The School also has two research centres: the Arthur Miller Centre for
American Studies and the Centre for Creative and Performing Arts. Between
them, they have been responsible for organising an outstanding series of
celebrity talks by visiting writers of international renown.
 TEACHING AND RESEARCH IN THE FILM & TELEVISION STUDIES SECTOR

UEA introduced options in film and television at undergraduate level in
1976, and set up a full-time MA in Film Studies in 1981. In 1990, the
sector established the Archiving strand of the MA, which is unique in the
world as a Master’s degree and which is made possible by the presence on
campus of the East Anglian Film Archive. The interdisciplinary BA in Film
and English Studies was introduced in 1986, the 4-year BA in Film and
American Studies in 1992. The latter course includes a year spent studying
at a University in the USA.  Responsibility for the BA in Media Studies
also moved to the School in 1999, although this degree will be phased out
over the next three years. Teaching and research go hand in hand at UEA,
not least in the Film & Television Studies sector, where both
undergraduate and postgraduate film and television teaching is informed by
extensive staff research activity. The report of the 1996 Teaching Quality
Assessment made special mention of the “high-quality staff research and
professional interest feeding productively into teaching and learning”.

Teaching takes place within a modular framework which is university-wide
at undergraduate level and school-wide at postgraduate level. This enables
students to study film - and especially British and American cinema - as
part of a joint BA degree (Film and English Studies, Film and American
Studies), or as a specialist master's degree (Film Studies, with or
without the specialist Archiving component). Film can also be studied as
an adjunct to another subject, at either BA or MA level, and many of our
lecture-based units attract enrolments of over 100. The undergraduate
programmes include optional work in television studies, and in video and
film production. Production skills are also taught on the Archiving strand
of the MA. For the next three years, the sector will also be responsible
for provision of teaching on media theory and history for the Media
Studies degree.  A variety of teaching modes are used, including lectures,
seminars (maximum 20 students), practical workshop teaching, and
one-to-one tutorials and supervisions. Almost all teaching units are
accompanied by film or video screenings, many of them using prints
supplied by the National Film and Television Archive. 

Around 30 students are currently admitted to one or other of the two BA
Film degrees each year.  In addition, we are currently responsible for
some 80 Media Studies students across the three years of their programme.
The admissions profile for Film and Television Studies underlines the
strength of the sector and its contribution to the overall prosperity of
the School.  Despite recent national fluctuations, the quantity and
quality of applicants remain high, and the average A-level scores of
entrants, at more than 25 points, are among the highest in the University. 

The teaching responsibilities of the person appointed will be subject to
negotiation and dependent upon the expertise of the successful applicant. 
She or he will however be expected to contribute to introductory
undergraduate courses on film and/or television and/or media studies and
to survey lecture series on film and/or television and/or media history. 
There will be the opportunity to develop specialist film, television or
media/cultural theory courses at the undergraduate level, as well as a
specialist seminar for the MA programme.  There will also be the
opportunity to teach video production where the person appointed has
relevant experience.  Other duties will include the supervision of BA and
MA dissertations.

* * * * *

* Objective A
Say whether each statement agrees with the passage on film and television studies at UEA, answering yes or no and quoting the words of the passage that decide it: (i) The full-time MA in Film Studies was set up in 1981. (ii) Seminars take at most 30 students. (iii) The BA in Film and American Studies includes a year of study at a university in the USA.
* Objective B
Rewrite the stretch from "The admissions profile" through "the successful applicant." in the passage on film and television studies at UEA, putting "new students" in place of "entrants".
* Objective C
List every year given in the passage on film and television studies at UEA.
The data after this point isn't needed.

* * * * *

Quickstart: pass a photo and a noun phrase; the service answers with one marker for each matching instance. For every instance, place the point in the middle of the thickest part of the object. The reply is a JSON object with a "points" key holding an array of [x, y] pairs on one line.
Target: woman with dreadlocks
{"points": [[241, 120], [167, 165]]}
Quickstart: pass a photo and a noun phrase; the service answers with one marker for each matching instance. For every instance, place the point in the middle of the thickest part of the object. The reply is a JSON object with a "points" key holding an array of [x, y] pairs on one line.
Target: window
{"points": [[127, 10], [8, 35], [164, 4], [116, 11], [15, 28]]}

* * * * *

* Finished answer A
(i) Yes: "set up a full-time MA in Film Studies in 1981"
(ii) No: "seminars (maximum 20 students)"
(iii) Yes: "includes a year spent studying at a University in the USA"

* Finished answer B
The admissions profile for Film and Television Studies underlines the
strength of the sector and its contribution to the overall prosperity of
the School.  Despite recent national fluctuations, the quantity and
quality of applicants remain high, and the average A-level scores of
new students, at more than 25 points, are among the highest in the University. 

The teaching responsibilities of the person appointed will be subject to
negotiation and dependent upon the expertise of the successful applicant.

* Finished answer C
1976, 1981, 1990, 1986, 1992, 1999, 1996